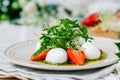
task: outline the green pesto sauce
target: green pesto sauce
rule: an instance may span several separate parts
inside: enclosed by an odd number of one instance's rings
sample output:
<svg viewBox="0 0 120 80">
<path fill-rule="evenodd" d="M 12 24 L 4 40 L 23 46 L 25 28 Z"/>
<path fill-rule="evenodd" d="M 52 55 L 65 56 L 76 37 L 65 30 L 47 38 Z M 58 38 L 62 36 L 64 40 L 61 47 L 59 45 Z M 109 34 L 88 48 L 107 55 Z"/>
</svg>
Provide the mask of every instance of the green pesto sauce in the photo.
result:
<svg viewBox="0 0 120 80">
<path fill-rule="evenodd" d="M 107 54 L 105 52 L 103 52 L 99 59 L 94 59 L 94 60 L 86 59 L 85 64 L 94 64 L 96 62 L 99 62 L 99 61 L 102 61 L 102 60 L 106 59 L 106 57 L 107 57 Z M 62 64 L 51 64 L 51 63 L 47 63 L 45 60 L 40 60 L 40 61 L 36 61 L 36 62 L 38 62 L 39 64 L 57 65 L 57 66 L 74 66 L 75 65 L 75 64 L 73 64 L 69 61 L 65 62 L 65 63 L 62 63 Z"/>
</svg>

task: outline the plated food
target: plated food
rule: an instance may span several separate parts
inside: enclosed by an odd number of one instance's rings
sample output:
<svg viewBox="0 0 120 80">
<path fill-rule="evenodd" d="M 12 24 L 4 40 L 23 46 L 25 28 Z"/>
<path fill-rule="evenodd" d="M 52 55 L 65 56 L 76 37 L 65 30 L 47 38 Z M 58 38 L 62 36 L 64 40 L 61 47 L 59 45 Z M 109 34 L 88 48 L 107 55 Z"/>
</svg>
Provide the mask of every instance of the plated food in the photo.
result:
<svg viewBox="0 0 120 80">
<path fill-rule="evenodd" d="M 76 20 L 61 19 L 46 26 L 30 60 L 49 65 L 84 65 L 104 60 L 107 54 Z"/>
</svg>

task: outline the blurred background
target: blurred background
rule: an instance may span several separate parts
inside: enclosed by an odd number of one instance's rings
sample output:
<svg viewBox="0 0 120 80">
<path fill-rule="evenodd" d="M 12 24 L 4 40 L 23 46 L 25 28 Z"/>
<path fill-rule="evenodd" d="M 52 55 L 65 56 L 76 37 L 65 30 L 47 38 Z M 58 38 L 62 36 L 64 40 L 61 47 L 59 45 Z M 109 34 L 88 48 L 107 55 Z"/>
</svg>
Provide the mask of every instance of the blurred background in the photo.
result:
<svg viewBox="0 0 120 80">
<path fill-rule="evenodd" d="M 94 29 L 90 29 L 89 33 L 100 35 L 101 32 L 99 34 L 94 31 L 98 31 L 98 28 L 107 33 L 112 30 L 115 34 L 117 32 L 117 38 L 120 32 L 119 12 L 120 0 L 0 0 L 1 23 L 41 28 L 44 23 L 69 18 L 76 19 L 81 24 L 91 14 L 97 13 L 100 24 L 92 25 Z"/>
</svg>

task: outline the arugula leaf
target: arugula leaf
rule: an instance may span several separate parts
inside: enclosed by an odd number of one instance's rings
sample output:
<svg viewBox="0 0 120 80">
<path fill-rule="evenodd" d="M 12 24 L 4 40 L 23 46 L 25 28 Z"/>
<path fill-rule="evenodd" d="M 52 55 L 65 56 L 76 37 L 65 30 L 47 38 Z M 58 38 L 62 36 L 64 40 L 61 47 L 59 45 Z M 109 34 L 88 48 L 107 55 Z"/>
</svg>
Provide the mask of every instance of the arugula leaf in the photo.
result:
<svg viewBox="0 0 120 80">
<path fill-rule="evenodd" d="M 86 26 L 79 26 L 77 20 L 60 19 L 58 24 L 54 26 L 47 26 L 40 37 L 41 47 L 34 53 L 37 56 L 45 50 L 61 47 L 63 49 L 74 48 L 80 49 L 79 37 L 83 37 L 86 41 L 92 38 L 87 34 Z"/>
<path fill-rule="evenodd" d="M 119 52 L 118 53 L 115 53 L 117 55 L 118 58 L 120 58 L 120 42 L 119 43 L 115 43 L 116 46 L 118 47 L 119 49 Z"/>
<path fill-rule="evenodd" d="M 117 55 L 118 58 L 120 58 L 120 52 L 115 53 L 115 54 Z"/>
<path fill-rule="evenodd" d="M 119 43 L 115 43 L 115 44 L 118 47 L 118 49 L 120 50 L 120 42 Z"/>
</svg>

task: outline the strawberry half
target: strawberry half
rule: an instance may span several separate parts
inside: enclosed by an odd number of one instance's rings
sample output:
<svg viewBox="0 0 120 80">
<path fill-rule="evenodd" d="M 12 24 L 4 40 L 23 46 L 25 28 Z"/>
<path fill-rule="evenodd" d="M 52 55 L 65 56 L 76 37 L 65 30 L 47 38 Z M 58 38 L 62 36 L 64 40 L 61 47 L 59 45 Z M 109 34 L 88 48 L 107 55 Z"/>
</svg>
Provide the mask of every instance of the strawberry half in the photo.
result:
<svg viewBox="0 0 120 80">
<path fill-rule="evenodd" d="M 69 60 L 77 65 L 83 65 L 85 63 L 85 53 L 83 51 L 77 51 L 72 48 L 67 49 Z"/>
<path fill-rule="evenodd" d="M 45 57 L 47 56 L 48 51 L 49 51 L 49 50 L 46 50 L 46 51 L 40 53 L 40 54 L 37 55 L 37 56 L 32 55 L 31 58 L 30 58 L 30 60 L 31 60 L 31 61 L 43 60 L 43 59 L 45 59 Z"/>
</svg>

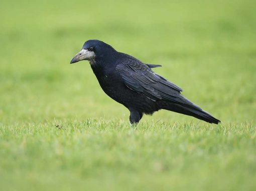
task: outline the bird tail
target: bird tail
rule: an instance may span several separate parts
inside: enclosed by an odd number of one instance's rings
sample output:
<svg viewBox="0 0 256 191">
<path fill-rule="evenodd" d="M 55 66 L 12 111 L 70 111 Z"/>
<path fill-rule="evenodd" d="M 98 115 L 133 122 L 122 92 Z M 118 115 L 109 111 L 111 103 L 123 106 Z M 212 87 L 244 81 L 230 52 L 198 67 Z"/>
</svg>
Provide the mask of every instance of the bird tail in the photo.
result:
<svg viewBox="0 0 256 191">
<path fill-rule="evenodd" d="M 161 104 L 162 108 L 192 116 L 210 124 L 218 124 L 220 122 L 220 120 L 213 117 L 208 112 L 193 104 L 183 96 L 180 96 L 179 100 L 181 102 L 164 102 Z"/>
</svg>

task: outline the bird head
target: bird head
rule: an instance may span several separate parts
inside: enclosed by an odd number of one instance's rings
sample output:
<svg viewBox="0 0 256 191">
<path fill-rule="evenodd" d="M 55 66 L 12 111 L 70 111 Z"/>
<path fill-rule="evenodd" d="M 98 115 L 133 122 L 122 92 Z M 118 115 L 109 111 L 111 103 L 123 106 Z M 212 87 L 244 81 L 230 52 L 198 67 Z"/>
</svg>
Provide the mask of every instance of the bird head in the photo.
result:
<svg viewBox="0 0 256 191">
<path fill-rule="evenodd" d="M 91 61 L 97 57 L 107 56 L 109 51 L 115 52 L 111 46 L 102 41 L 89 40 L 84 42 L 81 51 L 72 58 L 70 64 L 84 60 L 89 60 L 91 63 Z"/>
</svg>

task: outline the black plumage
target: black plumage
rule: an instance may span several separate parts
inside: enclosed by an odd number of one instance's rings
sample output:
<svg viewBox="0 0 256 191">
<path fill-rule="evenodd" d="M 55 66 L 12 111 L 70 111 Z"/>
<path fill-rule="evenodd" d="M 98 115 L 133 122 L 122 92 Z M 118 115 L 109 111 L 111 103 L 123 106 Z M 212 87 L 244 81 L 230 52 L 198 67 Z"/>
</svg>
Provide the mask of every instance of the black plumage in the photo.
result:
<svg viewBox="0 0 256 191">
<path fill-rule="evenodd" d="M 160 65 L 145 64 L 98 40 L 85 42 L 70 64 L 89 61 L 103 91 L 131 112 L 131 123 L 138 123 L 143 114 L 161 109 L 193 116 L 209 123 L 220 120 L 181 94 L 182 90 L 151 70 Z"/>
</svg>

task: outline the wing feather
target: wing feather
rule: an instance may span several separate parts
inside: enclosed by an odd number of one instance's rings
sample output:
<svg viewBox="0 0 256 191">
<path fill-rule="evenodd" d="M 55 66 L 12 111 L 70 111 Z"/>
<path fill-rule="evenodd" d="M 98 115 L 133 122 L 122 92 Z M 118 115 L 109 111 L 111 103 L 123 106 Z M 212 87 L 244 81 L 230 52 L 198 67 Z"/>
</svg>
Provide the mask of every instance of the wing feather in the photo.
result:
<svg viewBox="0 0 256 191">
<path fill-rule="evenodd" d="M 179 98 L 182 91 L 180 88 L 155 73 L 138 60 L 122 60 L 115 69 L 126 86 L 139 94 L 144 94 L 154 101 L 165 100 L 182 102 Z"/>
</svg>

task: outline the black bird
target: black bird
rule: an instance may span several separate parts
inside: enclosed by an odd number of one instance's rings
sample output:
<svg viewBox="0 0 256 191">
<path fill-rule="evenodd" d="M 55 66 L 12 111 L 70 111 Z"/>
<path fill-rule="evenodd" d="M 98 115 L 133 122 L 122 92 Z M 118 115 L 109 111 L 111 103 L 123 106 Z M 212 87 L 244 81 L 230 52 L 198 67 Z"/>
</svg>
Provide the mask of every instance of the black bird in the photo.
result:
<svg viewBox="0 0 256 191">
<path fill-rule="evenodd" d="M 180 88 L 151 70 L 160 65 L 145 64 L 98 40 L 86 41 L 70 64 L 83 60 L 89 60 L 105 93 L 129 110 L 132 124 L 138 123 L 143 114 L 161 109 L 210 124 L 220 122 L 183 96 Z"/>
</svg>

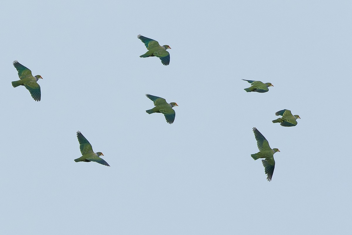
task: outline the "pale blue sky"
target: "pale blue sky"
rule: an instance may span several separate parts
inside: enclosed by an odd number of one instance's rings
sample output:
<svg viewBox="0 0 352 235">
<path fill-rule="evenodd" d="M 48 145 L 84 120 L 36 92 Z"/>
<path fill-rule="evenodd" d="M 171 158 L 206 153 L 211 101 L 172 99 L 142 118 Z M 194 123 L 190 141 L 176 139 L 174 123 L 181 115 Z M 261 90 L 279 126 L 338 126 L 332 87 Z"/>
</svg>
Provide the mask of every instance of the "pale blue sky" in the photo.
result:
<svg viewBox="0 0 352 235">
<path fill-rule="evenodd" d="M 351 232 L 350 1 L 1 8 L 0 233 Z M 170 65 L 139 58 L 138 34 L 169 45 Z M 43 78 L 40 102 L 11 86 L 14 60 Z M 177 103 L 173 124 L 147 93 Z M 271 122 L 284 109 L 296 126 Z M 254 126 L 281 151 L 270 182 Z M 74 162 L 78 130 L 111 167 Z"/>
</svg>

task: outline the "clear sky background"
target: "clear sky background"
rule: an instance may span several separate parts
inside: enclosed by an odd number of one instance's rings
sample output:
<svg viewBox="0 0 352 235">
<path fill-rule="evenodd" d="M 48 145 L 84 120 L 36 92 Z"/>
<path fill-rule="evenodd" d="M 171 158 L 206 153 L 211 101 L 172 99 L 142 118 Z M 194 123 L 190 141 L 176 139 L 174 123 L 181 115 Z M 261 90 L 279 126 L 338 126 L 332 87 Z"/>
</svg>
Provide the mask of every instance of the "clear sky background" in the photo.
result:
<svg viewBox="0 0 352 235">
<path fill-rule="evenodd" d="M 351 232 L 351 1 L 1 5 L 0 233 Z M 147 93 L 177 103 L 173 124 Z M 271 122 L 285 109 L 296 126 Z M 281 151 L 271 182 L 253 127 Z M 78 130 L 111 167 L 75 162 Z"/>
</svg>

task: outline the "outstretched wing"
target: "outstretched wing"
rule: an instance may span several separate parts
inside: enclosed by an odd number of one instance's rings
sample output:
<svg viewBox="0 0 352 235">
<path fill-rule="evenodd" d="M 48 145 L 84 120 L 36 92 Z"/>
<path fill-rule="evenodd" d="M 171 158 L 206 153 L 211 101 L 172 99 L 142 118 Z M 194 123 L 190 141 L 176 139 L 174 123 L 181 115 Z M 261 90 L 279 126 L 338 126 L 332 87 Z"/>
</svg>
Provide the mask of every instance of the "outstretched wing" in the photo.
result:
<svg viewBox="0 0 352 235">
<path fill-rule="evenodd" d="M 271 148 L 269 146 L 269 142 L 257 128 L 253 128 L 253 132 L 254 132 L 256 139 L 257 140 L 257 145 L 259 149 L 259 151 L 261 151 L 263 148 L 264 150 L 268 149 L 268 148 Z"/>
<path fill-rule="evenodd" d="M 31 93 L 32 97 L 36 101 L 40 100 L 40 87 L 36 82 L 32 81 L 27 83 L 23 85 Z"/>
<path fill-rule="evenodd" d="M 13 66 L 18 72 L 18 77 L 19 77 L 20 79 L 23 79 L 28 76 L 31 77 L 33 76 L 32 75 L 32 71 L 29 68 L 23 66 L 17 60 L 13 61 Z"/>
<path fill-rule="evenodd" d="M 80 131 L 77 131 L 77 138 L 80 143 L 80 150 L 82 155 L 93 152 L 92 145 Z M 90 161 L 93 161 L 88 159 Z"/>
<path fill-rule="evenodd" d="M 163 53 L 163 54 L 166 55 L 165 56 L 157 56 L 158 57 L 160 58 L 160 60 L 161 60 L 161 63 L 163 63 L 164 65 L 168 65 L 170 63 L 170 54 L 169 53 L 169 52 L 166 51 L 164 51 L 164 52 L 166 52 L 166 53 Z"/>
<path fill-rule="evenodd" d="M 86 159 L 92 162 L 98 162 L 98 163 L 100 163 L 102 165 L 107 166 L 108 167 L 110 167 L 110 165 L 108 164 L 108 163 L 105 161 L 105 160 L 104 160 L 102 158 L 100 158 L 99 157 L 89 157 L 86 158 Z"/>
<path fill-rule="evenodd" d="M 146 94 L 145 96 L 154 102 L 154 105 L 156 106 L 162 105 L 164 104 L 168 104 L 168 102 L 166 102 L 166 100 L 164 98 L 152 96 L 149 94 Z"/>
<path fill-rule="evenodd" d="M 287 109 L 283 109 L 282 110 L 280 110 L 279 111 L 278 111 L 276 112 L 275 113 L 275 115 L 277 116 L 278 116 L 280 115 L 281 116 L 283 116 L 284 114 L 286 112 L 286 114 L 289 114 L 292 115 L 292 114 L 291 113 L 291 111 Z"/>
<path fill-rule="evenodd" d="M 171 107 L 169 108 L 161 109 L 159 111 L 165 116 L 166 122 L 168 123 L 171 124 L 174 122 L 174 121 L 175 119 L 176 114 L 175 110 L 172 109 Z"/>
<path fill-rule="evenodd" d="M 159 43 L 151 38 L 146 38 L 144 36 L 142 36 L 140 34 L 137 36 L 137 37 L 140 39 L 141 41 L 143 42 L 143 43 L 145 45 L 145 47 L 148 50 L 156 46 L 160 46 Z"/>
<path fill-rule="evenodd" d="M 272 173 L 274 172 L 274 168 L 275 168 L 275 160 L 274 158 L 267 158 L 262 160 L 262 162 L 264 166 L 265 174 L 267 175 L 266 179 L 268 181 L 271 181 Z"/>
</svg>

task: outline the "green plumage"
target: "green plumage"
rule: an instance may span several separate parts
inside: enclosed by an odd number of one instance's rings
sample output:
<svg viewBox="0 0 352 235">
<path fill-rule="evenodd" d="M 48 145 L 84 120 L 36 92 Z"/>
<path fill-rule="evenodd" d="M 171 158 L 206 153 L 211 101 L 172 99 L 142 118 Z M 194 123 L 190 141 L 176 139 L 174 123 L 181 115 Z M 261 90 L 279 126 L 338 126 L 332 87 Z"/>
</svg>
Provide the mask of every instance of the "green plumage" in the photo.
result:
<svg viewBox="0 0 352 235">
<path fill-rule="evenodd" d="M 81 157 L 75 159 L 75 162 L 95 162 L 110 167 L 108 163 L 105 162 L 105 160 L 99 157 L 100 156 L 103 156 L 104 155 L 101 152 L 96 153 L 93 152 L 92 145 L 80 131 L 77 131 L 77 138 L 78 139 L 78 142 L 80 143 L 80 150 L 81 150 L 82 156 Z"/>
<path fill-rule="evenodd" d="M 270 83 L 264 83 L 260 81 L 252 81 L 251 80 L 246 80 L 244 79 L 242 80 L 244 81 L 247 81 L 252 85 L 250 87 L 244 89 L 244 90 L 247 92 L 255 91 L 260 93 L 264 93 L 269 91 L 268 87 L 269 86 L 274 86 Z"/>
<path fill-rule="evenodd" d="M 167 65 L 170 63 L 170 54 L 166 51 L 166 49 L 171 49 L 168 45 L 160 46 L 159 43 L 150 38 L 139 35 L 137 37 L 141 40 L 145 45 L 148 49 L 148 51 L 140 57 L 149 57 L 151 56 L 156 56 L 159 57 L 161 60 L 161 63 L 164 65 Z"/>
<path fill-rule="evenodd" d="M 145 95 L 147 97 L 154 102 L 155 107 L 151 109 L 146 110 L 145 111 L 150 114 L 153 113 L 161 113 L 165 116 L 166 122 L 171 124 L 174 122 L 175 119 L 175 110 L 172 108 L 174 106 L 178 106 L 176 103 L 172 102 L 170 104 L 166 102 L 166 100 L 157 96 L 152 96 L 149 94 Z"/>
<path fill-rule="evenodd" d="M 272 149 L 269 146 L 269 142 L 255 127 L 253 128 L 253 132 L 257 140 L 257 145 L 259 149 L 259 152 L 256 154 L 251 154 L 251 156 L 254 160 L 258 158 L 265 158 L 262 160 L 262 162 L 264 166 L 265 174 L 267 175 L 266 179 L 268 181 L 271 181 L 275 167 L 274 154 L 276 152 L 280 152 L 280 150 L 278 149 Z"/>
<path fill-rule="evenodd" d="M 13 61 L 13 66 L 18 72 L 20 80 L 12 82 L 12 86 L 14 87 L 20 85 L 24 86 L 29 91 L 31 95 L 34 100 L 40 101 L 40 87 L 37 81 L 39 78 L 43 79 L 43 78 L 40 75 L 33 77 L 32 75 L 32 72 L 29 69 L 15 60 Z"/>
<path fill-rule="evenodd" d="M 294 126 L 297 125 L 297 118 L 301 119 L 298 115 L 292 115 L 291 111 L 288 109 L 283 109 L 278 111 L 275 113 L 277 116 L 282 116 L 282 118 L 279 118 L 276 120 L 272 120 L 273 123 L 279 123 L 280 125 L 283 126 Z"/>
</svg>

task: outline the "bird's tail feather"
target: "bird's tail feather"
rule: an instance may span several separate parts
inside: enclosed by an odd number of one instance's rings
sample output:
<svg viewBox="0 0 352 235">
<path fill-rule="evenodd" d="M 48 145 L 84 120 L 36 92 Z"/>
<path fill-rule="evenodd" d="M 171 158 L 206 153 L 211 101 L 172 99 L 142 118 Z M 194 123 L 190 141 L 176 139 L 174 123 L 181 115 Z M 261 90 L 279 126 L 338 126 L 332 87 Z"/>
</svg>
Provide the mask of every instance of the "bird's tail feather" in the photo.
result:
<svg viewBox="0 0 352 235">
<path fill-rule="evenodd" d="M 19 81 L 13 81 L 12 83 L 12 86 L 14 87 L 22 85 L 20 80 Z"/>
<path fill-rule="evenodd" d="M 259 158 L 259 157 L 257 155 L 257 154 L 251 154 L 251 156 L 253 158 L 253 159 L 254 159 L 254 160 L 257 160 L 258 158 Z"/>
</svg>

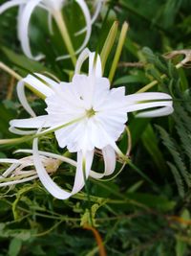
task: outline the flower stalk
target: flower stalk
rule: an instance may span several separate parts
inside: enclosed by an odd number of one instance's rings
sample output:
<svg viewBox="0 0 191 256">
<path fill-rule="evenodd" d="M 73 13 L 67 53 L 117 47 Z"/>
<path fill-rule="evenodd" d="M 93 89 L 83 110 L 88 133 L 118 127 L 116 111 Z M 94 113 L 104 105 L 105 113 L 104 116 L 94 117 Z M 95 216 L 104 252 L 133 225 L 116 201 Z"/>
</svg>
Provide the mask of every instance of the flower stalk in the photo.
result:
<svg viewBox="0 0 191 256">
<path fill-rule="evenodd" d="M 114 24 L 112 25 L 112 28 L 110 29 L 110 32 L 108 34 L 108 36 L 105 40 L 105 43 L 103 45 L 103 48 L 100 54 L 103 73 L 104 73 L 106 61 L 108 59 L 108 56 L 110 55 L 112 47 L 114 46 L 114 43 L 115 43 L 115 39 L 117 37 L 117 29 L 118 29 L 118 22 L 115 21 Z"/>
<path fill-rule="evenodd" d="M 180 62 L 180 63 L 178 63 L 175 67 L 176 67 L 177 69 L 180 69 L 180 68 L 181 68 L 181 67 L 183 66 L 183 64 L 184 64 L 184 63 Z M 167 76 L 166 76 L 165 74 L 162 74 L 162 75 L 159 77 L 160 80 L 164 80 L 164 79 L 166 79 L 166 78 L 167 78 Z M 155 85 L 157 85 L 158 83 L 159 83 L 159 81 L 158 81 L 158 80 L 154 80 L 154 81 L 152 81 L 151 82 L 149 82 L 148 84 L 146 84 L 145 86 L 143 86 L 141 89 L 138 90 L 136 93 L 146 92 L 146 91 L 150 90 L 151 88 L 153 88 L 153 87 L 154 87 Z"/>
<path fill-rule="evenodd" d="M 129 29 L 128 23 L 124 22 L 123 26 L 122 26 L 121 33 L 120 33 L 118 44 L 117 44 L 117 52 L 116 52 L 116 55 L 115 55 L 115 58 L 114 58 L 114 61 L 112 63 L 112 68 L 111 68 L 110 74 L 109 74 L 109 81 L 110 81 L 111 83 L 113 81 L 113 79 L 114 79 L 114 76 L 115 76 L 115 73 L 116 73 L 116 70 L 117 70 L 117 64 L 118 64 L 118 60 L 119 60 L 119 58 L 120 58 L 120 55 L 121 55 L 121 52 L 122 52 L 123 44 L 124 44 L 125 39 L 126 39 L 126 35 L 127 35 L 128 29 Z"/>
</svg>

━━━━━━━━━━━━━━━━━━━━

Exercise goal:
With both ends included, please retype exactly the lines from the line containing "task: outline the flower stalk" to the final line of the data.

Result of the exercise:
task: outline the flower stalk
target: flower stalk
rule: an instance may span several separate parts
inside: enclosed by an odd number of one instance's rings
sample output:
<svg viewBox="0 0 191 256">
<path fill-rule="evenodd" d="M 73 13 L 67 53 L 117 47 Z"/>
<path fill-rule="evenodd" d="M 93 89 L 83 110 L 88 133 L 118 127 L 116 111 Z M 94 113 L 104 105 L 105 113 L 104 116 L 94 117 Z M 95 216 L 104 252 L 133 225 L 116 201 Z"/>
</svg>
Provide the mask of every instance of the flower stalk in the photo.
result:
<svg viewBox="0 0 191 256">
<path fill-rule="evenodd" d="M 114 24 L 112 25 L 112 28 L 110 29 L 110 32 L 108 34 L 108 36 L 105 40 L 105 43 L 103 45 L 103 48 L 100 54 L 103 73 L 104 73 L 106 61 L 108 59 L 108 56 L 110 55 L 112 47 L 114 46 L 114 43 L 115 43 L 115 39 L 117 37 L 117 29 L 118 29 L 118 22 L 115 21 Z"/>
<path fill-rule="evenodd" d="M 180 62 L 180 63 L 178 63 L 175 67 L 176 67 L 177 69 L 180 69 L 180 68 L 181 68 L 181 67 L 183 66 L 183 64 L 184 64 L 184 63 Z M 167 76 L 166 76 L 165 74 L 162 74 L 162 75 L 159 77 L 160 80 L 164 80 L 164 79 L 166 79 L 166 78 L 167 78 Z M 155 85 L 157 85 L 158 83 L 159 83 L 159 81 L 158 81 L 158 80 L 154 80 L 154 81 L 152 81 L 151 82 L 149 82 L 148 84 L 146 84 L 145 86 L 143 86 L 141 89 L 138 90 L 136 93 L 146 92 L 146 91 L 150 90 L 151 88 L 153 88 L 153 87 L 154 87 Z"/>
<path fill-rule="evenodd" d="M 129 29 L 128 23 L 124 22 L 123 26 L 122 26 L 121 33 L 120 33 L 118 44 L 117 44 L 117 52 L 116 52 L 116 55 L 115 55 L 115 58 L 114 58 L 114 61 L 112 63 L 112 68 L 111 68 L 110 74 L 109 74 L 109 81 L 110 81 L 111 83 L 113 81 L 113 79 L 114 79 L 114 76 L 115 76 L 115 73 L 116 73 L 116 70 L 117 70 L 117 64 L 118 64 L 118 60 L 119 60 L 119 58 L 120 58 L 120 55 L 121 55 L 121 52 L 122 52 L 123 44 L 124 44 L 125 39 L 126 39 L 126 35 L 127 35 L 128 29 Z"/>
</svg>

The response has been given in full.